[START SUPPLIED TEXT]

"""
Adebayo Cascading Randomization for ViT-base
=============================================
Creates progressively randomized versions of a fine-tuned ViT model
following the cascading randomization protocol of Adebayo et al. (2018).

Weights are reinitialized using each layer's default reset_parameters()
method (matching the original paper's approach). The classification head
is left intact at all levels — randomizing it is trivially uninformative.

Usage:
    python create_adebayo_models.py --model_path /path/to/finetuned_model \
                                     --output_dir /path/to/output

Each cascade level saves a full model loadable via:
    ViTForImageClassification.from_pretrained(level_path)
"""

import argparse
import os
import copy
import torch
from transformers import ViTForImageClassification, ViTImageProcessor


# ── Cascade levels ──────────────────────────────────────────────────────
# Each entry: (level_name, description, encoder_blocks_to_randomize, randomize_embeddings)
CASCADE_LEVELS = [
    ("level_0_original",    "Original model (no randomization)",             [],               False),
    ("level_1_block11",     "Top encoder block randomized (block 11)",       [11],             False),
    ("level_2_blocks8to11", "Top third randomized (blocks 8-11)",            [8, 9, 10, 11],   False),
    ("level_3_blocks6to11", "Top half randomized (blocks 6-11)",             [6, 7, 8, 9, 10, 11], False),
    ("level_4_blocks0to11", "All encoder blocks randomized (blocks 0-11)",   list(range(12)),   False),
    ("level_5_all",         "Full randomization (encoder + embeddings)",      list(range(12)),   True),
]


def reset_module_parameters(module):
    """

[END SUPPLIED TEXT]
[START SOURCE EXCERPT]

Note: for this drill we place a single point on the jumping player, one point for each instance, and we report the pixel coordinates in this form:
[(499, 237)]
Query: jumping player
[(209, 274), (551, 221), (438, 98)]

[END SOURCE EXCERPT]

_INSTRUCTIONS FOR THE TASK_. According to the cascading randomization script, which part of the model stays intact at every level?

_CORRECT RESPONSE_. The classification head.